§ Problem set
**1)** Reproduce word for word the stretch of the Middle East travel post from "As I began to" through "and a half.".
**2)** According to the Middle East travel post, when does the writer's lease end?
**3)** Render this sentence from the Middle East travel post in Spanish: "As I began to research potential travel opportunities, I kept picturing myself in the Middle East."

§ Extracted text
● ● ●

Why Would You Go to the Middle East?


A few weeks ago I announced on social media that if all the necessary pieces fall into place, I will be embarking on a 3-4 month adventure to the Middle East beginning in January. When I first made that announcement, I was still in the process of making sense of how I had come to that decision, but I’ve finally come to a place where my thoughts are collected enough to share with you why the Middle East is where I’ve chosen to go.

As many of you know, I graduated from college in April, and have been working in the deli of a local grocery store and living with five other women from my university since then. It’s been a wonderful place to be – just what I needed in the aftermath of school. However, before it even began, I knew this season would be relatively short because my lease is up at the end of December. As such, in mid-July I began to explore options for going overseas in January.

As I began to research potential travel opportunities, I kept picturing myself in the Middle East. In some ways this caught me off guard, but in other ways it made sense with some of the passions and desires God’s been cultivating in me, without me even fully being aware of them, for the past year and a half.

I decided to dig deeper into this image by asking God where it came from. God responded by asking, “Kelly, why would you want to go there?” I began to list motives, some frivolous and others with surprising depth, but at the heart of it all, this is the conclusion I came to:

I want to be able to picture it. I want to be able to come home from this trip and pray for names and faces instead of this nebulous mass of refugees and war-torn towns, deserts, and religious extremism. Because beyond the violence and conflict there are people there, living out their daily lives just like you and me. I want to care better. When my grandkids ask me what I did, I want to say, “I went,” not for my own glory, but because I responded in obedience to the call to care. 

To which God responded with, “It will break you.”

But immediately my spirit responded with, “But I serve a healing God, A healing God who paid the ultimate sacrifice. Am I willing to sacrifice my wholeness, trusting that God will put me back together?”

Lately I’ve been exploring this question: If Jesus were currently walking the earth, where would he go? I honestly believe it’s a question we should ask in each area of our lives – in my neighborhood who would Jesus visit, at my workplace who would Jesus talk to, etc. And when I ask the question on a more global scale, I am becoming increasingly convinced that the answer to this question is places like Mosul. Now, just to be clear, I’m not (to my knowledge) going to Mosul. Northern Iraq, maybe, (I’ll know for sure at the end of October) but as I’m feeling drawn overseas again, this question of where Jesus would go has been a driving force in my decision-making process.

As I’ve begun to share about my desire to go to the Middle East, many people have brought up the issue of safety. I understand that I may be a bit naïve to some of the dangers I could face, but I want to make it clear that I do not take my life lightly, and will take every possible precaution to remain safe. I fully intend to come home in one piece, but, the risk of that not happening is not great enough to keep me from going. I can’t allow fear and what ifs to keep me from following what my internal still small voice (with the impressive track record) is highlighting as the next step. (You can read more about my previous wrestling with the issue of safety overseas here: To Live Is Christ, To Die Is Gain).

● ● ●

§ Records
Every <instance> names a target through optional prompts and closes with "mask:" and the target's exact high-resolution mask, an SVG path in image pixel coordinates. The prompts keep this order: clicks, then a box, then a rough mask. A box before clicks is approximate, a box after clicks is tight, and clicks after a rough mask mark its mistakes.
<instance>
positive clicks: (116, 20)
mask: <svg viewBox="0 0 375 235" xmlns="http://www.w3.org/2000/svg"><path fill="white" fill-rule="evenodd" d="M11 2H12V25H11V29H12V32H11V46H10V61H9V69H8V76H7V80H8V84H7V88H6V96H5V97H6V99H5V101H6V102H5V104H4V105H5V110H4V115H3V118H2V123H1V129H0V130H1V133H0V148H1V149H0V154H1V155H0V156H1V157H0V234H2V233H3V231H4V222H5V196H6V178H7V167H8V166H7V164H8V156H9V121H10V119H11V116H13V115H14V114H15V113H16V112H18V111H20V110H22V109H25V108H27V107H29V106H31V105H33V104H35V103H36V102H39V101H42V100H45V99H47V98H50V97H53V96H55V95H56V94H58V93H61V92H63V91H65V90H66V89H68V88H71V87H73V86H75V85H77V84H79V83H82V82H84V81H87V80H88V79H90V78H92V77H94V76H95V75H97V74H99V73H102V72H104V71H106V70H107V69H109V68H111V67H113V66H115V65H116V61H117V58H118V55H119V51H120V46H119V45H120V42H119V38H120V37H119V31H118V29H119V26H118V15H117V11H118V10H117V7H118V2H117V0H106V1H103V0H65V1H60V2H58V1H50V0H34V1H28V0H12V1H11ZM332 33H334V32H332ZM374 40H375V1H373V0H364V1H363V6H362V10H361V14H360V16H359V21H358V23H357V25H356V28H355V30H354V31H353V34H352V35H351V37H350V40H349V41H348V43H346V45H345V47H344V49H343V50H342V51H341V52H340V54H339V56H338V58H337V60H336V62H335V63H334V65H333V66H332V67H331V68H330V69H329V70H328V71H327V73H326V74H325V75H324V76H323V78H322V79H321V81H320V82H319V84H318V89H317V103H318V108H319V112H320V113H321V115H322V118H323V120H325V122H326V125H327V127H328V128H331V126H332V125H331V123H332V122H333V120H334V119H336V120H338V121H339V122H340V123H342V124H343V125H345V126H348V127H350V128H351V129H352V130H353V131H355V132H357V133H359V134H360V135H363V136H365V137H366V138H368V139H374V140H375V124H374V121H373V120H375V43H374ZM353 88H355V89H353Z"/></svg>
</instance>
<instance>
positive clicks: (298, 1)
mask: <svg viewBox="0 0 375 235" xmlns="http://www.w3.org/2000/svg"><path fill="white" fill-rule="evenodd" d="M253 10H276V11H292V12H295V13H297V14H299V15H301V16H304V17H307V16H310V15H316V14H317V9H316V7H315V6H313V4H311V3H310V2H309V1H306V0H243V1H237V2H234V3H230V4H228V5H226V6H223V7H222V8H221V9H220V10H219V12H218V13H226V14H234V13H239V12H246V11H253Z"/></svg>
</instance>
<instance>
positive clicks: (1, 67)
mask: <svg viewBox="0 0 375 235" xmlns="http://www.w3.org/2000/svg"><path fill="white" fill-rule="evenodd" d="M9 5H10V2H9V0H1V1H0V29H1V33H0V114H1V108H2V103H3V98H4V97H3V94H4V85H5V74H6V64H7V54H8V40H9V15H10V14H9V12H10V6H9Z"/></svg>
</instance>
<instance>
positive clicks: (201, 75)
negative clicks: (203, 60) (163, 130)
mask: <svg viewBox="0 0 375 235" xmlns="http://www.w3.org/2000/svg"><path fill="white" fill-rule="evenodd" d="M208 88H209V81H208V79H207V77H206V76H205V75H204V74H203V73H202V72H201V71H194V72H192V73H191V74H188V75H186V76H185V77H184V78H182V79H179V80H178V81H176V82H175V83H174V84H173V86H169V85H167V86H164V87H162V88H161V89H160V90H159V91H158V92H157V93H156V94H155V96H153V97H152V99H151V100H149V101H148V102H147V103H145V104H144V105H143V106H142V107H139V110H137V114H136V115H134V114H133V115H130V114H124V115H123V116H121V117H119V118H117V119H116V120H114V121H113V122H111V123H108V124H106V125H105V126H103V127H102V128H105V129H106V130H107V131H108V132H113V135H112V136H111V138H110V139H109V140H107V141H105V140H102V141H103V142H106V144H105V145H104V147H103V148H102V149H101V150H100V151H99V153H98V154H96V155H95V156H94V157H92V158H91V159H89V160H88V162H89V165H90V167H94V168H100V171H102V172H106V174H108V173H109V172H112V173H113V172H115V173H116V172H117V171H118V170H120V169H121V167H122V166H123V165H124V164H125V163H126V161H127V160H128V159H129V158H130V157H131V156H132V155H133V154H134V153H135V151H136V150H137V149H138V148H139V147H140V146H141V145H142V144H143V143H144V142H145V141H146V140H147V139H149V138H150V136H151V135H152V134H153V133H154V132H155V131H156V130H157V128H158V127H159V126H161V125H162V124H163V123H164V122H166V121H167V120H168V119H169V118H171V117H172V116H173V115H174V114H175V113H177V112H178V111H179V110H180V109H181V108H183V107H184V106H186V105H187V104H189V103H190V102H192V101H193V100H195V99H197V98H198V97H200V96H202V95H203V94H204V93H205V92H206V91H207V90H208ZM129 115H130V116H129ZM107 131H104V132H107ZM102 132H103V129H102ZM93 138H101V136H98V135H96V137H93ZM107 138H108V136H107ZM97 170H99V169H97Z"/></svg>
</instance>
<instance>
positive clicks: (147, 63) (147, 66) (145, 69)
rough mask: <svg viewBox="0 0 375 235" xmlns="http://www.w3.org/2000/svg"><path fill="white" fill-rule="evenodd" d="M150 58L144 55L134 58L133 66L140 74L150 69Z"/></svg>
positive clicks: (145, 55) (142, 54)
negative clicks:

● ● ●

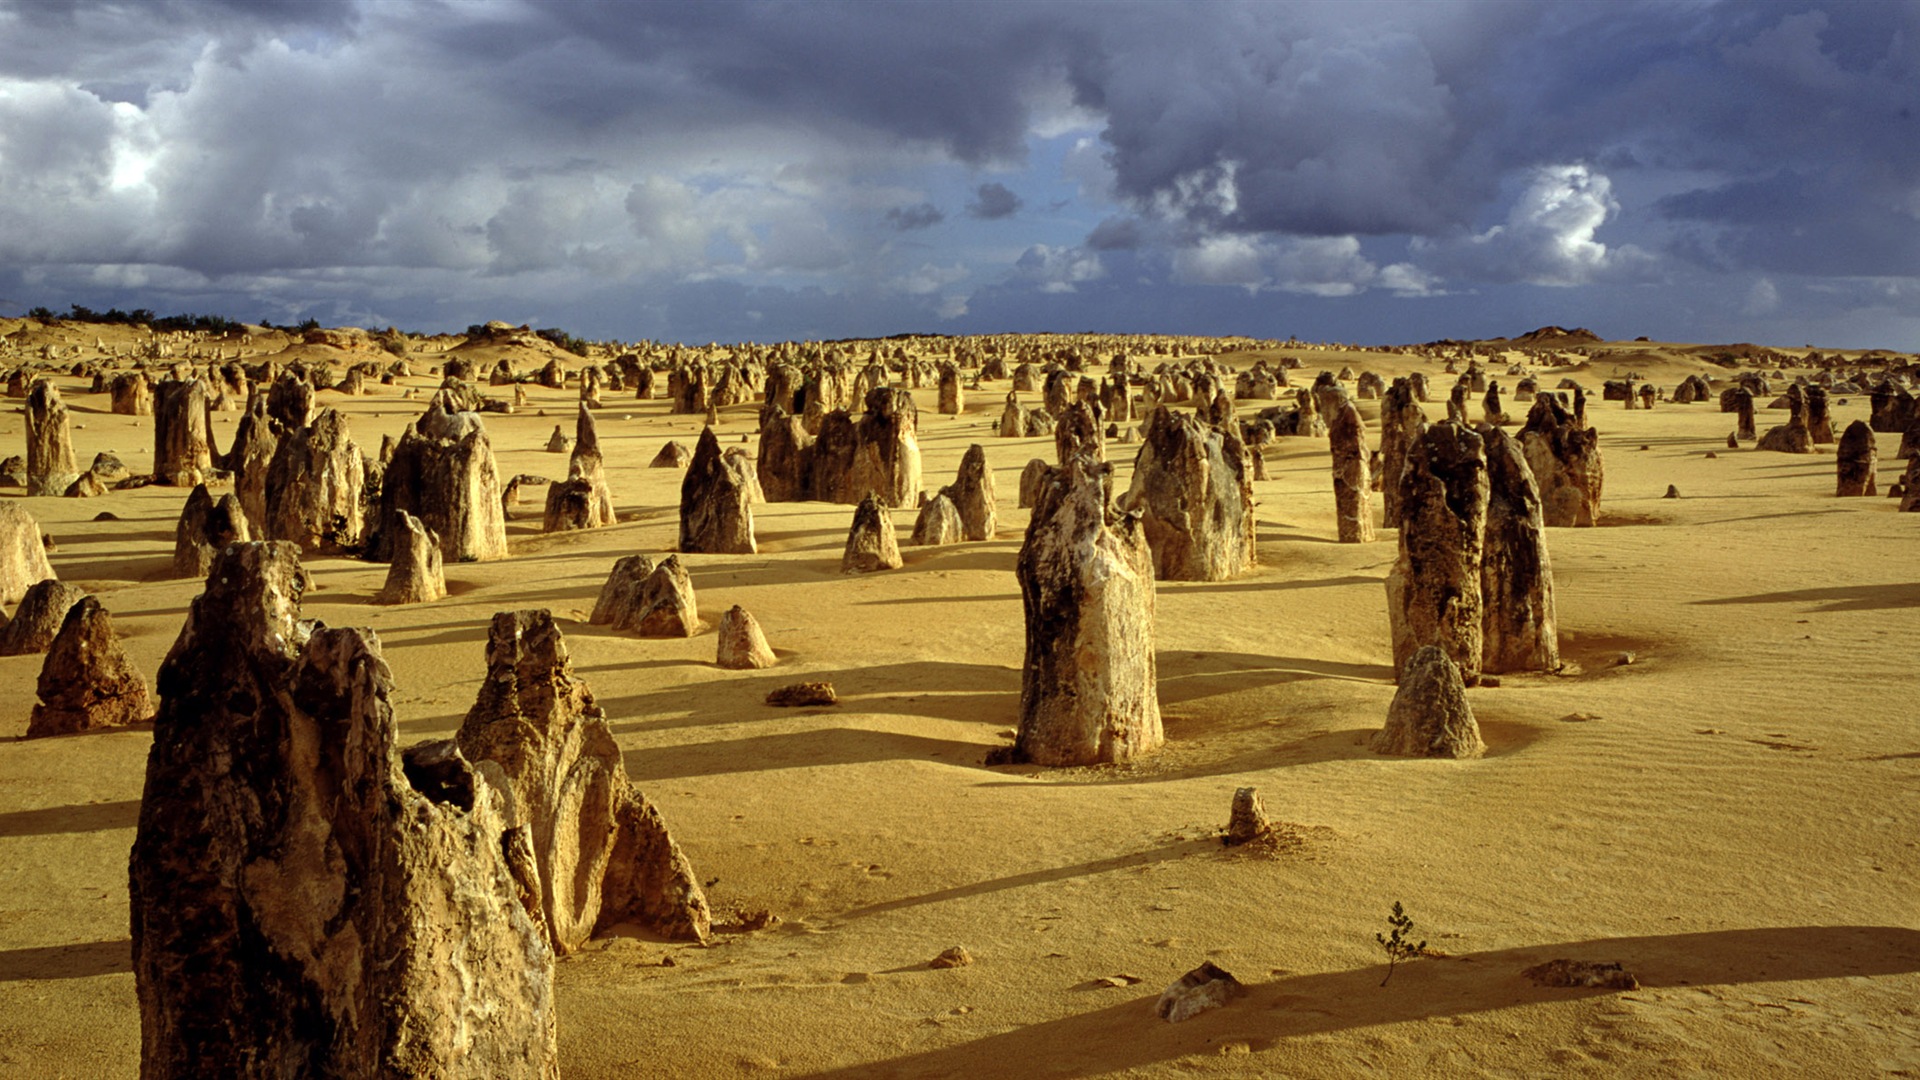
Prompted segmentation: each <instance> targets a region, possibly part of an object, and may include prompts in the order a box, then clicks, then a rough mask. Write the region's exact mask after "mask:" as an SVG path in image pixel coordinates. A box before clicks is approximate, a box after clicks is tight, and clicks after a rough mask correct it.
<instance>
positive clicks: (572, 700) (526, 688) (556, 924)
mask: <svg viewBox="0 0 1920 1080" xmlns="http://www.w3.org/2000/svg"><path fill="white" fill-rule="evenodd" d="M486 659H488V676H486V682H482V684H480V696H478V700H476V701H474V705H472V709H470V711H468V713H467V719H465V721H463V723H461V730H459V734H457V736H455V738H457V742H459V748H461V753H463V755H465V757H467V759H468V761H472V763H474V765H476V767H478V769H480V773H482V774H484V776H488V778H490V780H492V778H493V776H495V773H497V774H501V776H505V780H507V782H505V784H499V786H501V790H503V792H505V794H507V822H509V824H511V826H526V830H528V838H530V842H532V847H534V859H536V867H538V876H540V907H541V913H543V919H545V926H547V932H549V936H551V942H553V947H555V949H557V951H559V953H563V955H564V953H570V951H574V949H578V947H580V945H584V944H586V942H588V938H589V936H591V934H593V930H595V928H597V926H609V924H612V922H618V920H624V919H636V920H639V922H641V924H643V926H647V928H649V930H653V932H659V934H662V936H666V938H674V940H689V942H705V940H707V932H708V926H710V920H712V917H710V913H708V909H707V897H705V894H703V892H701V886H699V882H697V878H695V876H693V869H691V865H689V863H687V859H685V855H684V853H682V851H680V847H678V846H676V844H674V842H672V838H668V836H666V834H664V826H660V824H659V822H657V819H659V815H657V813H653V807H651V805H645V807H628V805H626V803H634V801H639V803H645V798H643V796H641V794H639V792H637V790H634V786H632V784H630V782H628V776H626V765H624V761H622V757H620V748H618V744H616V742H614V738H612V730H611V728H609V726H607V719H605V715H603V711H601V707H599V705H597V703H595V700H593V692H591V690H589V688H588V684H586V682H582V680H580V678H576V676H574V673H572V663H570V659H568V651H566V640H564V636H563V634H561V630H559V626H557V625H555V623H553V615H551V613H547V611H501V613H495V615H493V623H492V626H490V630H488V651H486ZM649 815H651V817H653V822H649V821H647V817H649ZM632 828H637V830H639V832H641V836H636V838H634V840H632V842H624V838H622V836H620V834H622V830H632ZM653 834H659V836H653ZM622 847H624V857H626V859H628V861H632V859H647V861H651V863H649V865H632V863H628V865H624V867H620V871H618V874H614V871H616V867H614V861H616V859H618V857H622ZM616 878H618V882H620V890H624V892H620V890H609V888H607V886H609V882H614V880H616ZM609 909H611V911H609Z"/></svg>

● ● ●

§ Task-by-task outputs
**1)**
As I began to research potential travel opportunities, I kept picturing myself in the Middle East. In some ways this caught me off guard, but in other ways it made sense with some of the passions and desires God’s been cultivating in me, without me even fully being aware of them, for the past year and a half.

**2)** At the end of December.

**3)** Cuando empecé a investigar posibles oportunidades de viaje, no dejaba de imaginarme en Oriente Medio.